→ Text excerpt:
Harris's 1.4% lead in national polls is cold comfort given that, at a similar point in the election, Biden was up by 9.4% and Clinton was up by 6.7%.
Democratics are panicking about Trump's support in the black community, which has traditionally voted 90/10 in favor of Democrats. While Trump will still lose the black vote by large margins, his style is more appealing to black voters (especially men) then previous Republican candidates like Mitt Romney. Democrats have responded by trying to shame black voters. Recently, Barack Obama was even unearthed to chastise black men for not wanting to vote for Harris.
Enter the latest vote-buying scheme, which I think is the most naked attempt to buy votes I've ever seen in recent US politics, even more than college debt forgiveness.
https://x.com/KamalaHarris/status/1845993766441644386
Harris-Walz have proposed a 20k forgiveable loan for up to 1 million Black (capital B) entrepreneurs to start a business. The fact that the loan is forgiveable means that this is essentially a gift to any grifter who wants to take advantage. But most importantly, it's explicit racial discrimination against the 86% of the country who isn't black.

→ Request:
In the text excerpt about the Harris-Walz proposal, how large is the forgivable loan offered to Black entrepreneurs, and for how many of them?

→ Record excerpts:
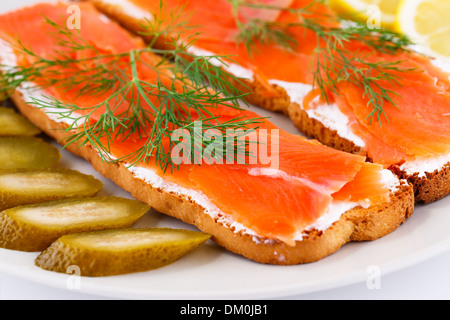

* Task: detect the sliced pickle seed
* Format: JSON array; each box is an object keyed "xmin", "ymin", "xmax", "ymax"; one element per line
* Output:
[
  {"xmin": 0, "ymin": 107, "xmax": 41, "ymax": 136},
  {"xmin": 0, "ymin": 197, "xmax": 150, "ymax": 252},
  {"xmin": 0, "ymin": 137, "xmax": 61, "ymax": 170},
  {"xmin": 0, "ymin": 169, "xmax": 103, "ymax": 210},
  {"xmin": 35, "ymin": 228, "xmax": 211, "ymax": 277}
]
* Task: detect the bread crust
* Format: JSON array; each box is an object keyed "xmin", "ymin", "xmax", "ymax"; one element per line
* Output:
[
  {"xmin": 90, "ymin": 0, "xmax": 450, "ymax": 203},
  {"xmin": 288, "ymin": 103, "xmax": 450, "ymax": 204},
  {"xmin": 12, "ymin": 88, "xmax": 414, "ymax": 265}
]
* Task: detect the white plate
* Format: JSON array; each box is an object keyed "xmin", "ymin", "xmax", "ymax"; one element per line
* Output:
[{"xmin": 0, "ymin": 0, "xmax": 450, "ymax": 299}]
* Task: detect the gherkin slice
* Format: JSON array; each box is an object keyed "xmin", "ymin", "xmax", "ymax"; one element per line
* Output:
[
  {"xmin": 0, "ymin": 137, "xmax": 61, "ymax": 170},
  {"xmin": 0, "ymin": 197, "xmax": 150, "ymax": 252},
  {"xmin": 0, "ymin": 169, "xmax": 103, "ymax": 210},
  {"xmin": 35, "ymin": 228, "xmax": 211, "ymax": 277},
  {"xmin": 0, "ymin": 107, "xmax": 41, "ymax": 136}
]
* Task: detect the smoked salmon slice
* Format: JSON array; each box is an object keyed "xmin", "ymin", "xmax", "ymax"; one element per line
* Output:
[
  {"xmin": 117, "ymin": 0, "xmax": 450, "ymax": 167},
  {"xmin": 0, "ymin": 1, "xmax": 398, "ymax": 245}
]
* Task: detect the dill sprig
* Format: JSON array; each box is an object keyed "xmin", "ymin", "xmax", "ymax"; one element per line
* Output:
[
  {"xmin": 0, "ymin": 19, "xmax": 263, "ymax": 171},
  {"xmin": 229, "ymin": 0, "xmax": 414, "ymax": 126}
]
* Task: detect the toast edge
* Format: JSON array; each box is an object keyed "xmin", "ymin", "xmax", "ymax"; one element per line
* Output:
[{"xmin": 12, "ymin": 86, "xmax": 414, "ymax": 265}]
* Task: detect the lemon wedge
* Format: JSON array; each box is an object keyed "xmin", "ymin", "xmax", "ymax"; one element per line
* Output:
[
  {"xmin": 330, "ymin": 0, "xmax": 400, "ymax": 29},
  {"xmin": 395, "ymin": 0, "xmax": 450, "ymax": 60}
]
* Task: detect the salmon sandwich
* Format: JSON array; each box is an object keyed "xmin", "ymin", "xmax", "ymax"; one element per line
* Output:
[
  {"xmin": 92, "ymin": 0, "xmax": 450, "ymax": 203},
  {"xmin": 0, "ymin": 1, "xmax": 414, "ymax": 265}
]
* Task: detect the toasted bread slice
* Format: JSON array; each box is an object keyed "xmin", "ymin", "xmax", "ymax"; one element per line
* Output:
[
  {"xmin": 8, "ymin": 92, "xmax": 414, "ymax": 265},
  {"xmin": 90, "ymin": 0, "xmax": 450, "ymax": 203}
]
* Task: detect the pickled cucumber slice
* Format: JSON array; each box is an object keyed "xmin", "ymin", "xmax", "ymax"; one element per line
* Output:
[
  {"xmin": 0, "ymin": 107, "xmax": 41, "ymax": 136},
  {"xmin": 35, "ymin": 228, "xmax": 211, "ymax": 277},
  {"xmin": 0, "ymin": 169, "xmax": 103, "ymax": 210},
  {"xmin": 0, "ymin": 197, "xmax": 150, "ymax": 252},
  {"xmin": 0, "ymin": 137, "xmax": 61, "ymax": 169}
]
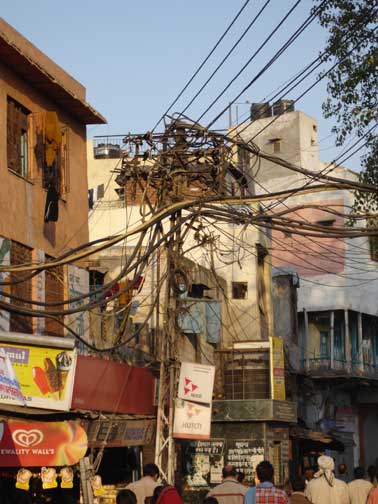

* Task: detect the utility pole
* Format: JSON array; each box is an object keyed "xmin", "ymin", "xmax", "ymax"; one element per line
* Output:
[
  {"xmin": 116, "ymin": 118, "xmax": 246, "ymax": 484},
  {"xmin": 155, "ymin": 125, "xmax": 186, "ymax": 484}
]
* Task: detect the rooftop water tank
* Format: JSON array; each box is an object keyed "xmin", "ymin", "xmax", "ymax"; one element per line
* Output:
[
  {"xmin": 273, "ymin": 100, "xmax": 295, "ymax": 115},
  {"xmin": 251, "ymin": 102, "xmax": 272, "ymax": 121}
]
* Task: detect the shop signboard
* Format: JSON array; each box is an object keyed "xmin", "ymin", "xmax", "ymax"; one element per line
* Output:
[
  {"xmin": 183, "ymin": 439, "xmax": 225, "ymax": 487},
  {"xmin": 178, "ymin": 362, "xmax": 215, "ymax": 404},
  {"xmin": 270, "ymin": 336, "xmax": 286, "ymax": 401},
  {"xmin": 0, "ymin": 420, "xmax": 88, "ymax": 467},
  {"xmin": 173, "ymin": 399, "xmax": 211, "ymax": 439},
  {"xmin": 81, "ymin": 418, "xmax": 155, "ymax": 448},
  {"xmin": 0, "ymin": 342, "xmax": 76, "ymax": 411},
  {"xmin": 227, "ymin": 439, "xmax": 264, "ymax": 483}
]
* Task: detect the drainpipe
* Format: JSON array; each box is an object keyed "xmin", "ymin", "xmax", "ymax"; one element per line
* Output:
[
  {"xmin": 303, "ymin": 308, "xmax": 310, "ymax": 371},
  {"xmin": 330, "ymin": 310, "xmax": 335, "ymax": 369},
  {"xmin": 344, "ymin": 310, "xmax": 352, "ymax": 371},
  {"xmin": 357, "ymin": 312, "xmax": 364, "ymax": 371}
]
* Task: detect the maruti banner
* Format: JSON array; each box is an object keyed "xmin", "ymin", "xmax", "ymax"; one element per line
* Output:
[
  {"xmin": 0, "ymin": 343, "xmax": 76, "ymax": 410},
  {"xmin": 0, "ymin": 420, "xmax": 88, "ymax": 467}
]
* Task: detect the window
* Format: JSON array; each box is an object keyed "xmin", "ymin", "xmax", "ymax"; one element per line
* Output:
[
  {"xmin": 7, "ymin": 96, "xmax": 30, "ymax": 178},
  {"xmin": 42, "ymin": 126, "xmax": 69, "ymax": 195},
  {"xmin": 268, "ymin": 138, "xmax": 282, "ymax": 154},
  {"xmin": 45, "ymin": 256, "xmax": 64, "ymax": 336},
  {"xmin": 10, "ymin": 241, "xmax": 33, "ymax": 334},
  {"xmin": 232, "ymin": 282, "xmax": 248, "ymax": 299}
]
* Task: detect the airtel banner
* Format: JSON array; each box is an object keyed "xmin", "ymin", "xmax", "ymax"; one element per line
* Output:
[{"xmin": 0, "ymin": 420, "xmax": 88, "ymax": 467}]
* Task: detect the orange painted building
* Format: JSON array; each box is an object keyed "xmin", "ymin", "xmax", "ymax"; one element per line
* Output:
[{"xmin": 0, "ymin": 19, "xmax": 106, "ymax": 336}]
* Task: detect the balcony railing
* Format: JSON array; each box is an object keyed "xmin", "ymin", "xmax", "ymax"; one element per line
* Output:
[{"xmin": 301, "ymin": 355, "xmax": 378, "ymax": 379}]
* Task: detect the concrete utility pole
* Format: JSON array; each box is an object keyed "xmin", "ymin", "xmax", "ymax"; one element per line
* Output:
[
  {"xmin": 116, "ymin": 118, "xmax": 248, "ymax": 484},
  {"xmin": 155, "ymin": 126, "xmax": 185, "ymax": 484}
]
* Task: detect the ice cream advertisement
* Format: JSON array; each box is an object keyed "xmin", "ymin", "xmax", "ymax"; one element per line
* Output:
[
  {"xmin": 0, "ymin": 420, "xmax": 88, "ymax": 466},
  {"xmin": 0, "ymin": 343, "xmax": 76, "ymax": 410}
]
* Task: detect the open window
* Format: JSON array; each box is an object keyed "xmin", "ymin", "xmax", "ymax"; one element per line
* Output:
[
  {"xmin": 32, "ymin": 111, "xmax": 70, "ymax": 196},
  {"xmin": 7, "ymin": 96, "xmax": 30, "ymax": 178},
  {"xmin": 232, "ymin": 282, "xmax": 248, "ymax": 299}
]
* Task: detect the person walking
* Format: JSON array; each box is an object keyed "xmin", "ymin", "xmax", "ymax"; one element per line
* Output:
[
  {"xmin": 348, "ymin": 467, "xmax": 373, "ymax": 504},
  {"xmin": 244, "ymin": 460, "xmax": 289, "ymax": 504},
  {"xmin": 305, "ymin": 455, "xmax": 349, "ymax": 504},
  {"xmin": 126, "ymin": 464, "xmax": 159, "ymax": 504},
  {"xmin": 150, "ymin": 485, "xmax": 183, "ymax": 504},
  {"xmin": 289, "ymin": 476, "xmax": 311, "ymax": 504},
  {"xmin": 338, "ymin": 464, "xmax": 349, "ymax": 483},
  {"xmin": 206, "ymin": 465, "xmax": 248, "ymax": 504}
]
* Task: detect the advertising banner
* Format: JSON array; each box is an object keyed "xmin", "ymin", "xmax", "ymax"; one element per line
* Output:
[
  {"xmin": 81, "ymin": 419, "xmax": 155, "ymax": 448},
  {"xmin": 182, "ymin": 439, "xmax": 225, "ymax": 487},
  {"xmin": 227, "ymin": 439, "xmax": 264, "ymax": 483},
  {"xmin": 270, "ymin": 336, "xmax": 286, "ymax": 401},
  {"xmin": 173, "ymin": 399, "xmax": 211, "ymax": 439},
  {"xmin": 178, "ymin": 362, "xmax": 215, "ymax": 404},
  {"xmin": 0, "ymin": 342, "xmax": 76, "ymax": 410},
  {"xmin": 0, "ymin": 420, "xmax": 88, "ymax": 467}
]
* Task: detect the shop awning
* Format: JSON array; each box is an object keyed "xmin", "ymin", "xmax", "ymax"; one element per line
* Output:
[
  {"xmin": 290, "ymin": 426, "xmax": 345, "ymax": 451},
  {"xmin": 81, "ymin": 415, "xmax": 155, "ymax": 448}
]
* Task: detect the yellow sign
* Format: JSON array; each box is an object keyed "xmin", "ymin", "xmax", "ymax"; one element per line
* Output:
[
  {"xmin": 0, "ymin": 343, "xmax": 76, "ymax": 410},
  {"xmin": 270, "ymin": 336, "xmax": 286, "ymax": 401}
]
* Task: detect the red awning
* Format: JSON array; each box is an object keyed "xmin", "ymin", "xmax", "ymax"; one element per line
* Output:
[{"xmin": 72, "ymin": 355, "xmax": 156, "ymax": 415}]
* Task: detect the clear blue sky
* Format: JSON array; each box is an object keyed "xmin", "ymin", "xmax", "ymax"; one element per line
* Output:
[{"xmin": 0, "ymin": 0, "xmax": 359, "ymax": 169}]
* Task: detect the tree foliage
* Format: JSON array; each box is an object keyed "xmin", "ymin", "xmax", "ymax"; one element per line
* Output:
[{"xmin": 314, "ymin": 0, "xmax": 378, "ymax": 213}]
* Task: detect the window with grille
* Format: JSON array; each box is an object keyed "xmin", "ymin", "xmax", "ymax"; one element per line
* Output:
[
  {"xmin": 232, "ymin": 282, "xmax": 248, "ymax": 299},
  {"xmin": 10, "ymin": 241, "xmax": 33, "ymax": 334},
  {"xmin": 45, "ymin": 257, "xmax": 64, "ymax": 336},
  {"xmin": 7, "ymin": 96, "xmax": 30, "ymax": 178}
]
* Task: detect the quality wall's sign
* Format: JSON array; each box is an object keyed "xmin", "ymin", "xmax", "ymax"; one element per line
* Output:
[{"xmin": 0, "ymin": 420, "xmax": 88, "ymax": 467}]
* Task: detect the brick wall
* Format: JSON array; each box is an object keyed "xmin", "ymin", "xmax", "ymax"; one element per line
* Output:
[{"xmin": 10, "ymin": 241, "xmax": 33, "ymax": 334}]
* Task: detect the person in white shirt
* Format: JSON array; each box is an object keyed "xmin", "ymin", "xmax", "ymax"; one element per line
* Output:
[
  {"xmin": 305, "ymin": 455, "xmax": 349, "ymax": 504},
  {"xmin": 126, "ymin": 464, "xmax": 159, "ymax": 504},
  {"xmin": 348, "ymin": 467, "xmax": 373, "ymax": 504}
]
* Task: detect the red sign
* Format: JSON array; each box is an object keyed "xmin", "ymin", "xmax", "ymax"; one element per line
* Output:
[
  {"xmin": 0, "ymin": 420, "xmax": 88, "ymax": 467},
  {"xmin": 72, "ymin": 355, "xmax": 155, "ymax": 415}
]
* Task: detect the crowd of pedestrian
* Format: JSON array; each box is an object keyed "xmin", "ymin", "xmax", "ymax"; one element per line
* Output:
[{"xmin": 117, "ymin": 455, "xmax": 378, "ymax": 504}]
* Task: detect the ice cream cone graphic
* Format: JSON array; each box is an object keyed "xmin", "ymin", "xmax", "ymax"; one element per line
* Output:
[
  {"xmin": 55, "ymin": 352, "xmax": 72, "ymax": 399},
  {"xmin": 44, "ymin": 357, "xmax": 59, "ymax": 394}
]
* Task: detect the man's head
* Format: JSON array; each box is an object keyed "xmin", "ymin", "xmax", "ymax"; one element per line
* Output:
[
  {"xmin": 256, "ymin": 460, "xmax": 274, "ymax": 483},
  {"xmin": 318, "ymin": 455, "xmax": 335, "ymax": 471},
  {"xmin": 290, "ymin": 476, "xmax": 306, "ymax": 492},
  {"xmin": 338, "ymin": 464, "xmax": 347, "ymax": 474},
  {"xmin": 236, "ymin": 471, "xmax": 245, "ymax": 483},
  {"xmin": 304, "ymin": 467, "xmax": 316, "ymax": 481},
  {"xmin": 353, "ymin": 467, "xmax": 365, "ymax": 479},
  {"xmin": 116, "ymin": 488, "xmax": 137, "ymax": 504},
  {"xmin": 143, "ymin": 464, "xmax": 159, "ymax": 481},
  {"xmin": 222, "ymin": 464, "xmax": 238, "ymax": 479}
]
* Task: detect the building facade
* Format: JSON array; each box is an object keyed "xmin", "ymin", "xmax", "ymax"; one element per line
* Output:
[{"xmin": 241, "ymin": 101, "xmax": 378, "ymax": 471}]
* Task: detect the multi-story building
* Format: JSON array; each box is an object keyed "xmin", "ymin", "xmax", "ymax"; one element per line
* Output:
[
  {"xmin": 0, "ymin": 20, "xmax": 106, "ymax": 336},
  {"xmin": 239, "ymin": 101, "xmax": 378, "ymax": 469},
  {"xmin": 88, "ymin": 130, "xmax": 296, "ymax": 487}
]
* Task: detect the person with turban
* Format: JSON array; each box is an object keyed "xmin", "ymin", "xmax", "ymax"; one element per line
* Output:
[{"xmin": 305, "ymin": 455, "xmax": 349, "ymax": 504}]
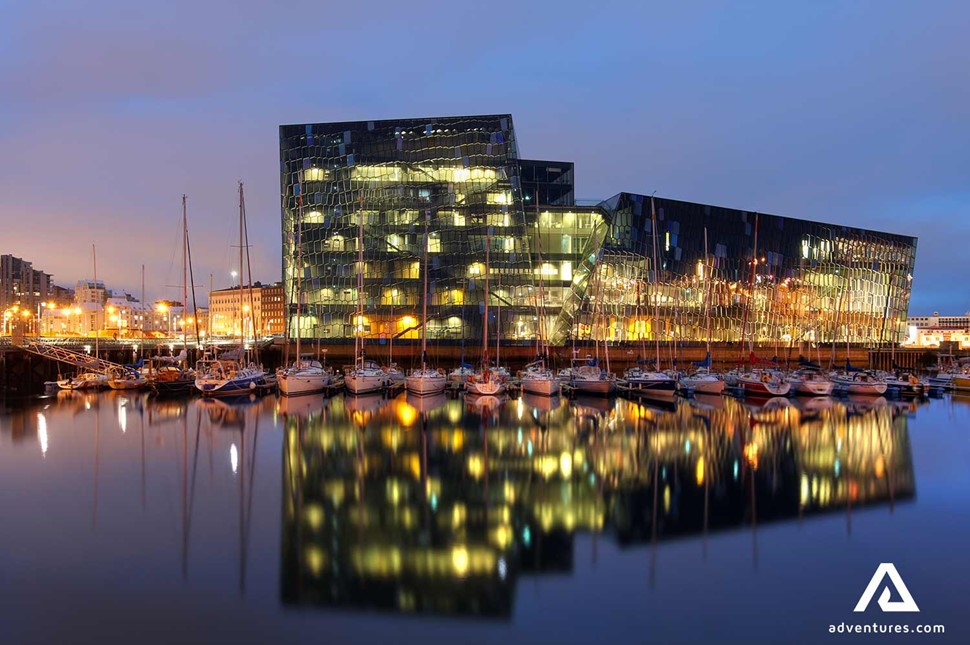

→ Solution for this exercise:
A 20k forgivable loan for up to 1 million Black entrepreneurs.